** PROVIDED DATA follows **
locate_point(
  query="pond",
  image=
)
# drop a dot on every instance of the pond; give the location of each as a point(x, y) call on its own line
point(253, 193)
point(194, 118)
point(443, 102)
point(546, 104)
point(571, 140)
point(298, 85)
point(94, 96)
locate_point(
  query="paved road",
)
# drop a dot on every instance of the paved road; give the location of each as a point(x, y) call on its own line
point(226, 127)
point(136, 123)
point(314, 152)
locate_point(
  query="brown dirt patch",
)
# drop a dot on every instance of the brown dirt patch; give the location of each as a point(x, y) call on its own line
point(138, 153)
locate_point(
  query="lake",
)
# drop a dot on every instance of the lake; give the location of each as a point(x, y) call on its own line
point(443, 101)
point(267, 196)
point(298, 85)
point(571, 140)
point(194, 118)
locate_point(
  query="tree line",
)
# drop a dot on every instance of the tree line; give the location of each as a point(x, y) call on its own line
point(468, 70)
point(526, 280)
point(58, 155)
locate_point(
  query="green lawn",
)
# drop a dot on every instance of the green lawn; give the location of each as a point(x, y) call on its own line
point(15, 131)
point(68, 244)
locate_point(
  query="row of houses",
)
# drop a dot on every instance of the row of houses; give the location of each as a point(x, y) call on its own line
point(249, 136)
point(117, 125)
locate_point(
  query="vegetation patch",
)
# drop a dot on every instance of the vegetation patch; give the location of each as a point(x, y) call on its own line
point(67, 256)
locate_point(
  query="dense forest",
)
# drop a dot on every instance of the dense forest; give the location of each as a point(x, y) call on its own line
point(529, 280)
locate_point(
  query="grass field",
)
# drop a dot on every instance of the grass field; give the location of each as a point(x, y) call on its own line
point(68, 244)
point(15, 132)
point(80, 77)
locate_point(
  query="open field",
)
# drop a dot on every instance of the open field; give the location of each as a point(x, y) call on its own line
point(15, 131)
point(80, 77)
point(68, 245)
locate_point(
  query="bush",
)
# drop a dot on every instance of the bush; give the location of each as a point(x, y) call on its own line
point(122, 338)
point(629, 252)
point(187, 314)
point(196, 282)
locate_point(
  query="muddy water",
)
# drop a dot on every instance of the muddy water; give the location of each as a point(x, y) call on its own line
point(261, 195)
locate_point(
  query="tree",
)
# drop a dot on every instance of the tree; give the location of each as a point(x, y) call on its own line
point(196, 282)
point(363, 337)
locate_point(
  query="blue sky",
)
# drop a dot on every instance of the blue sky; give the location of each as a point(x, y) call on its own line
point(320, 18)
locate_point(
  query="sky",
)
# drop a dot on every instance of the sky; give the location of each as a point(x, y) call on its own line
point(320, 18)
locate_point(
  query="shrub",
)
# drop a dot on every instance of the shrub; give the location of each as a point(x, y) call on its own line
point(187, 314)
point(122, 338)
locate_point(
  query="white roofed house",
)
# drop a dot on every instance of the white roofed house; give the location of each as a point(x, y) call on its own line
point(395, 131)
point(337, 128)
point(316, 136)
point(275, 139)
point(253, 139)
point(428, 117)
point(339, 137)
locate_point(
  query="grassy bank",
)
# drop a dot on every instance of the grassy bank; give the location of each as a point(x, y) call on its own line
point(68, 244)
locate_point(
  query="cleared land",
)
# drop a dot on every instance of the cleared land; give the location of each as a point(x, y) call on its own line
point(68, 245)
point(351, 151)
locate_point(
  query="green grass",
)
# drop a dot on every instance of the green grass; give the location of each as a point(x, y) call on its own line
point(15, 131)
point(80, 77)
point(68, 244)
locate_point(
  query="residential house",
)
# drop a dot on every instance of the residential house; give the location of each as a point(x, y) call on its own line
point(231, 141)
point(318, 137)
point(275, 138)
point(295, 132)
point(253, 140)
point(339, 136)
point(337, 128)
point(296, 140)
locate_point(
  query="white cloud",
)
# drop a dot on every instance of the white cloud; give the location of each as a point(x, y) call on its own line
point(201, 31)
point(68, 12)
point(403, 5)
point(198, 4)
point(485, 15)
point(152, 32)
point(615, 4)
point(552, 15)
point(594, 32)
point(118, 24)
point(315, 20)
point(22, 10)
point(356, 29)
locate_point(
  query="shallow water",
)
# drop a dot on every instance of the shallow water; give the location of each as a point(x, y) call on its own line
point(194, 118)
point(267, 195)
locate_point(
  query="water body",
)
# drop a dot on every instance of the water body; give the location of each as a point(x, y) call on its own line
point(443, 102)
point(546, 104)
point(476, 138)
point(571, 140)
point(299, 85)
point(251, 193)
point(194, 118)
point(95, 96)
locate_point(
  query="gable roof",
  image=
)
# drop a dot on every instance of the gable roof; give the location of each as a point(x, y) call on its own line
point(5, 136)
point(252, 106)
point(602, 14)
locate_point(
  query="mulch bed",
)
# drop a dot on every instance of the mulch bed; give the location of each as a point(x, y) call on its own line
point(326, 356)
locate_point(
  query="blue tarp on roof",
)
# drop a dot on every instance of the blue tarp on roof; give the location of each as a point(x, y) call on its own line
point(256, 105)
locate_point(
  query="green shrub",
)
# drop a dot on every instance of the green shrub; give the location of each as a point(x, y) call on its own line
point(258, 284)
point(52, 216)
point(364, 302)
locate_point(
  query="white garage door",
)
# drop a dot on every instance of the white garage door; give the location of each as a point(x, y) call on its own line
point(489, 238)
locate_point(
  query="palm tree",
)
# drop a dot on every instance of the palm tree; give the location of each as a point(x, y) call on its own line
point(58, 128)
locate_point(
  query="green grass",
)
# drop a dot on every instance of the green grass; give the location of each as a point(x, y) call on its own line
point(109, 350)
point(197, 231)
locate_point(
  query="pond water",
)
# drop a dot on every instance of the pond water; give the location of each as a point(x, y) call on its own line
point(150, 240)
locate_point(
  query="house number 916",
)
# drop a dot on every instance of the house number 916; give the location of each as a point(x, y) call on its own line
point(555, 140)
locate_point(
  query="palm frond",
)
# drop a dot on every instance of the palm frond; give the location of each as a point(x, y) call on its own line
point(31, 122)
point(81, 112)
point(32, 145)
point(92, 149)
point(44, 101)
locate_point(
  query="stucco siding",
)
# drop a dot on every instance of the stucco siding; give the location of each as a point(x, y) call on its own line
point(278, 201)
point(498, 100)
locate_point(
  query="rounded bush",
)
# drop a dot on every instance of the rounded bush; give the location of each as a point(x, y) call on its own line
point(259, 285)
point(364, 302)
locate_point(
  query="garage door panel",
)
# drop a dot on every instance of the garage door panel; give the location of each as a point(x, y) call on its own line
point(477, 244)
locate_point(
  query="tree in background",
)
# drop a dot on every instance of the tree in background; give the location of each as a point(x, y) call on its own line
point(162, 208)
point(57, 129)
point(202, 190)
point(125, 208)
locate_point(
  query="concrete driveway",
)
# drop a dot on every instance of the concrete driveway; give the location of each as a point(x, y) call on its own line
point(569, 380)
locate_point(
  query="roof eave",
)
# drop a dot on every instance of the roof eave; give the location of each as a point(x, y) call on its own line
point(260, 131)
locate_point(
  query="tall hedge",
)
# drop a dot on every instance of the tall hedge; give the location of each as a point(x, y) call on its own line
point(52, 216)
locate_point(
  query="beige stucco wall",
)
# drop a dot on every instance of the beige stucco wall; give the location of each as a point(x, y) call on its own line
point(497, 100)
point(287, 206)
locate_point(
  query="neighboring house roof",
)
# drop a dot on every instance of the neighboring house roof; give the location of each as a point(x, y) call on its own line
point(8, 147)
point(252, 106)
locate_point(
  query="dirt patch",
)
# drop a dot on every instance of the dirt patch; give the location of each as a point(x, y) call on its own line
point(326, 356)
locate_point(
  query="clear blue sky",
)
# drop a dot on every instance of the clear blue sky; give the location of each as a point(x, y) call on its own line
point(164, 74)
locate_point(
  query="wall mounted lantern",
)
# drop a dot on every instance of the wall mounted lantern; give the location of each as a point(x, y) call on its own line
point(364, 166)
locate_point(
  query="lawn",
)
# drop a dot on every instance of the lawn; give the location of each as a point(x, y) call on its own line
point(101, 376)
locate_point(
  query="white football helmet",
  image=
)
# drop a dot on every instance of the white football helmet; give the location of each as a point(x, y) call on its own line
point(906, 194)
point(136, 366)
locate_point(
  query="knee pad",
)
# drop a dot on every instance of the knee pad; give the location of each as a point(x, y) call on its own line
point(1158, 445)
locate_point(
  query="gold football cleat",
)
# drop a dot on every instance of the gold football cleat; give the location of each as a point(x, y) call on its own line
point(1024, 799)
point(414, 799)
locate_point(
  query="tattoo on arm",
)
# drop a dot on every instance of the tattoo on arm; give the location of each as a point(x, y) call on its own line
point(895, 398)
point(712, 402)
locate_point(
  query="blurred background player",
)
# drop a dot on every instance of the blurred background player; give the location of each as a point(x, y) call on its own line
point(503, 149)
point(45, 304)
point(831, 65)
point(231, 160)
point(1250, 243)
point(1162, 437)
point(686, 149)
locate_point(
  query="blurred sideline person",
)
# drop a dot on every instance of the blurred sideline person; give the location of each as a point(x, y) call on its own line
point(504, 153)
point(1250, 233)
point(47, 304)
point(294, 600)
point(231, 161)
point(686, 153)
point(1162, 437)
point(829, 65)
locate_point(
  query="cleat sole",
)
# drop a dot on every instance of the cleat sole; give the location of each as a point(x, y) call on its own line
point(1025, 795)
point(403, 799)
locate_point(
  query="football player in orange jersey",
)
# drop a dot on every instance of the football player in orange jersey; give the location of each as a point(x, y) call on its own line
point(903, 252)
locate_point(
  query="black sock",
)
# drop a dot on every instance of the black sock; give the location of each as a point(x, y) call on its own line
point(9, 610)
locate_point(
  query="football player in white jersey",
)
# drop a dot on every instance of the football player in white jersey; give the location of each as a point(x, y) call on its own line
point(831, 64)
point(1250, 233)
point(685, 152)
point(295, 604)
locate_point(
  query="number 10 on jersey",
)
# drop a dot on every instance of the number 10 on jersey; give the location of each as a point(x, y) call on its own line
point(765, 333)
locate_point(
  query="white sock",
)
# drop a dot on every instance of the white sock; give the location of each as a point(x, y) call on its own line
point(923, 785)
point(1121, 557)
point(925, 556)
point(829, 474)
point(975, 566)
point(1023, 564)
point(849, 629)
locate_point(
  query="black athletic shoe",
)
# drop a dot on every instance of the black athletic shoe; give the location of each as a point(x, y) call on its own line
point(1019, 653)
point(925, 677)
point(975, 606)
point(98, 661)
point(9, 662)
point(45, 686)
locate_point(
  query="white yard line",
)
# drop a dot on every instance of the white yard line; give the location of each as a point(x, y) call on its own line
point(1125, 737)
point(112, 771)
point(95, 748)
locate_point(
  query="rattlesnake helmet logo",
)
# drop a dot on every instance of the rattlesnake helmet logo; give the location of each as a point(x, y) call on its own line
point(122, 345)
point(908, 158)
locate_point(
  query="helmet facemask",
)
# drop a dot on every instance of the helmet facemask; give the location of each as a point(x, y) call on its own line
** End of PROVIDED DATA **
__AIM OF THE TASK__:
Looking at the listing above, count every line in which the string "facemask" appears, and give only that count.

__ANSWER FOR THIS EXERCISE__:
2